**JOB 1:**
Answer these questions using the article on Josiah:
(a) How old was Josiah when his father was assassinated?
(b) Who discovered the book of the law in the Jerusalem temple?
(c) How many years did King Manasseh reign?

**DOCUMENT EXCERPT:**
*****

Josiah – Boy King – a model of bold humility

By Dennis Petersen

Did you ever discover something you didn’t know that made a big change in your life?

Have you ever heard of a boy named Josiah?

He lived over 2600 years ago.  He was only 8 years old when his extremely evil father (King Amon of Judah) was assassinated in his own house by his royal servants after only 2 years of being king of Judah.  Amon had followed in the grossly sinful footsteps of Josiah’s grandfather, King Manasseh. During his 55-year reign, Manasseh seduced a whole generation of God’s people to do more evil than the idol-worshipping Canaanites that the LORD destroyed by Israel’s armies in prior generations. Despite the 29-year flourishing of their people under Manasseh’s father, King Hezekiah, the people of Judah under Manasseh, followed his evil abominations to do more wickedly than God’s wicked enemies, the Amorites. They followed after immorality and idolatry that secularized the people of Israel under false gods. (2 Kings 21:2, 9, 11).

You may think that, with that background, 8-year-old Josiah had a slim chance of success as king… especially, since his godly great grandfather, Hezekiah, was gone years before Josiah was born.  But young Josiah had some good Godly advisors… and he apparently had a heart to seek after the LORD.  The Bible describes him from the start as one who “did right in the sight of the Lord”… walking in all the ways of his ancestor, King David (1 Kings 22:2). After 18 years, when Josiah was 26 years old, the high priest of Israel (Hilkiah) discovered in the Jerusalem temple what some believe, was the only remaining copy of the “lost book of the law” – the Torah.  He brought it to King Josiah while repairing the damages of the neglected temple in Jerusalem.

When the high priest (Hilkiah) brought the book to King Josiah, he had a scribe read it aloud. Nobody had heard God’s word read aloud anywhere for years. The scroll of God’s book had been lost for decades. But the message of the holy writings (Deut. 28-30 particularly) had a deep impact on the 26-year-old king. He was so humbled and repentant for the sins of his father and his nation that he tore his clothes in sorrow and shame. It was clearly one of those public moments where the Holy Spirit of God, through His Word, profoundly impacted the hearts of hearers, especially the king.  He demonstrated gratitude, reverence, and tenderness towards the truths of Scripture that had been hidden for so long.

You may be young… you may be old… you may be out of touch with God, but think of the advantages you have over Josiah.  He had no access to God’s word for his entire life, but our generation is filled with endless ways to read, hear and study the Scriptures. Do we take the wisdom of Scripture for granted?  Or do we honor the Bible with enough respect and sincere gratitude to at least give time to hearing it being read?

*****

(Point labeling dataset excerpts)
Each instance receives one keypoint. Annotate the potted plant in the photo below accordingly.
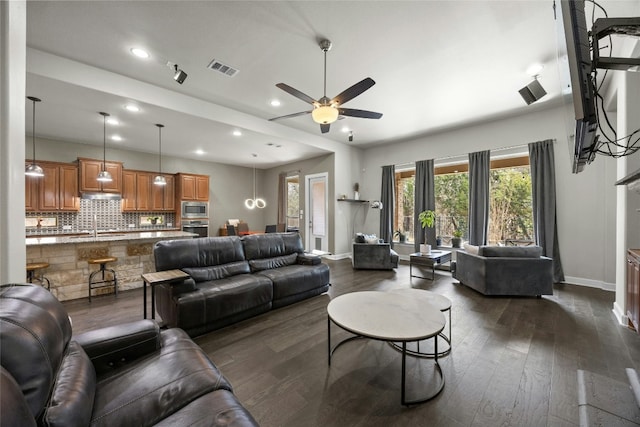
(402, 237)
(427, 219)
(457, 238)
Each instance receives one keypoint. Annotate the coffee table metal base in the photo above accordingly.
(403, 348)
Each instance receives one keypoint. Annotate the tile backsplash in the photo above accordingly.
(108, 215)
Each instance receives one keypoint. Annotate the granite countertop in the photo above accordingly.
(108, 237)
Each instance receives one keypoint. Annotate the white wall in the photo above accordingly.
(585, 202)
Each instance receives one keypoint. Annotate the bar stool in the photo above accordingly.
(103, 283)
(31, 273)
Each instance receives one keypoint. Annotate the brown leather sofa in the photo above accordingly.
(127, 375)
(234, 278)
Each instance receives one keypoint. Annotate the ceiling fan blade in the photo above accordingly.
(363, 114)
(295, 92)
(353, 91)
(288, 116)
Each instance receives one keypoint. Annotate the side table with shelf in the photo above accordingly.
(159, 278)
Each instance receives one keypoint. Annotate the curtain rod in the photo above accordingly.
(408, 165)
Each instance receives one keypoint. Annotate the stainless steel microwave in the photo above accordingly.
(194, 209)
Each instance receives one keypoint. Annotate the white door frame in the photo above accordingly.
(324, 243)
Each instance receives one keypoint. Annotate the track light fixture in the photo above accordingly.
(532, 92)
(179, 76)
(33, 169)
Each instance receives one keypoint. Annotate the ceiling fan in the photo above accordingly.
(326, 111)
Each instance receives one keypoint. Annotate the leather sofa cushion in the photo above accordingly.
(156, 387)
(36, 328)
(218, 299)
(511, 251)
(220, 408)
(13, 405)
(296, 279)
(202, 252)
(203, 274)
(275, 262)
(71, 400)
(259, 246)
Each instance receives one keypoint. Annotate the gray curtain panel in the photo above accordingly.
(479, 167)
(425, 198)
(543, 188)
(388, 199)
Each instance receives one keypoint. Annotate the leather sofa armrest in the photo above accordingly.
(115, 346)
(309, 259)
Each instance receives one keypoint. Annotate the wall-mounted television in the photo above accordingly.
(583, 145)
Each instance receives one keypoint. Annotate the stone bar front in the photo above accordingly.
(67, 257)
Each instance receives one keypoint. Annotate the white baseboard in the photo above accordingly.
(620, 314)
(590, 283)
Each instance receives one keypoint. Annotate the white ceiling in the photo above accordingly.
(437, 65)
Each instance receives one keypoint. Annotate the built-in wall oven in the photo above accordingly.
(198, 226)
(194, 209)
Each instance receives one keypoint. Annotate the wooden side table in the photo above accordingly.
(158, 278)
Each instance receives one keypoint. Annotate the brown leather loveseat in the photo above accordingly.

*****

**JOB 2:**
Convert the records into a Markdown table with the columns Number and Record line. Start with the line containing "Each instance receives one keypoint. Annotate the wooden", go on through the last line of the records, and leave out blank lines.

**WRITTEN ANSWER 1:**
(a) 8 years old
(b) Hilkiah, the high priest of Israel
(c) 55 years

**WRITTEN ANSWER 2:**
| Number | Record line |
|---|---|
| 1 | Each instance receives one keypoint. Annotate the wooden side table in the photo above accordingly. |
| 2 | (158, 278) |
| 3 | Each instance receives one keypoint. Annotate the brown leather loveseat in the photo above accordingly. |